Texto ->
================

No Brasil, segundo dados do Sistema de Informação de Agravos de Notificação (Sinan), a própria residência é o lugar mais perigoso para mulheres. No Mapa de Violência de Gênero, 49% do total de agressões são contra mulheres trans e travestis. 

“Existe na França um descaso muito grande em relação à violência contra a mulher. Minha sensação é que existem várias discriminações contra mim, por ser uma mulher trans, negra e imigrante”,  relata Pamela.

A imigrante ainda não conseguiu alterar seu documento para o uso do nome social e, segundo ela, as autoridades não a chamam como gostaria. Segundo a vítima, isso ocorreu desde o primeiro momento em que teve que apresentar seu documento para a polícia. 

Em contrapartida, a França foi o primeiro país do mundo a abolir, em 2010, a classificação de “Transexualismo”, termo que dava uma conotação patológica para a transidentidade. 

Em Paris existe uma unidade multidisciplinar para abordagem de questões de gênero entre crianças, jovens e adultos que não se identificam com seu gênero biológico. A unidade fica no Hospital Pitié-Salpetière e reúne endocrinologistas, geneticistas, psiquiatras, cirurgiões, juristas e organizações não-governamentais que levam em conta conceitos de diversidade da sexualidade humana na hora de tratar os pacientes.

================

Itens de uma fonte de dados:
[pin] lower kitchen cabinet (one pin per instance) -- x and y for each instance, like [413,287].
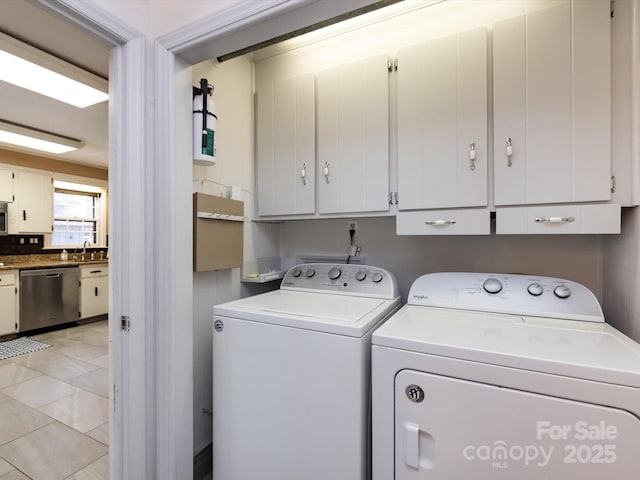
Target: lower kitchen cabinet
[9,302]
[94,290]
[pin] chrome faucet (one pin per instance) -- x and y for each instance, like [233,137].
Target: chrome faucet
[84,248]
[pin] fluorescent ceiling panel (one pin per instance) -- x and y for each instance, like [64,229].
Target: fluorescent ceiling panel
[35,70]
[18,136]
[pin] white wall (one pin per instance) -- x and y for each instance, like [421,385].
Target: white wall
[233,96]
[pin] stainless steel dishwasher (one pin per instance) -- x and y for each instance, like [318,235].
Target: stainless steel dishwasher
[49,296]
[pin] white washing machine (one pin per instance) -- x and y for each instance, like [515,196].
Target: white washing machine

================

Tarefa A -> Copie do texto o trecho que começa em "A imigrante ainda" e termina em "tratar os pacientes.".
Tarefa B -> Liste todos os profissionais e grupos que, segundo o texto, a unidade do Hospital Pitié-Salpetière reúne.
Tarefa C -> Resuma o texto em três frases.

Resposta escrita A ->
A imigrante ainda não conseguiu alterar seu documento para o uso do nome social e, segundo ela, as autoridades não a chamam como gostaria. Segundo a vítima, isso ocorreu desde o primeiro momento em que teve que apresentar seu documento para a polícia. 

Em contrapartida, a França foi o primeiro país do mundo a abolir, em 2010, a classificação de “Transexualismo”, termo que dava uma conotação patológica para a transidentidade. 

Em Paris existe uma unidade multidisciplinar para abordagem de questões de gênero entre crianças, jovens e adultos que não se identificam com seu gênero biológico. A unidade fica no Hospital Pitié-Salpetière e reúne endocrinologistas, geneticistas, psiquiatras, cirurgiões, juristas e organizações não-governamentais que levam em conta conceitos de diversidade da sexualidade humana na hora de tratar os pacientes.

Resposta escrita B ->
endocrinologistas
geneticistas
psiquiatras
cirurgiões
juristas
organizações não-governamentais

Resposta escrita C -> No Brasil, segundo o Sinan, a própria residência é o lugar mais perigoso para mulheres, e no Mapa de Violência de Gênero 49% das agressões são contra mulheres trans e travestis. Pamela, mulher trans, negra e imigrante, relata descaso na França com a violência contra a mulher, sente várias discriminações e diz que as autoridades não a chamam pelo nome que gostaria. Por outro lado, a França foi o primeiro país a abolir, em 2010, a classificação de "Transexualismo", e Paris tem uma unidade multidisciplinar para questões de gênero no Hospital Pitié-Salpetière.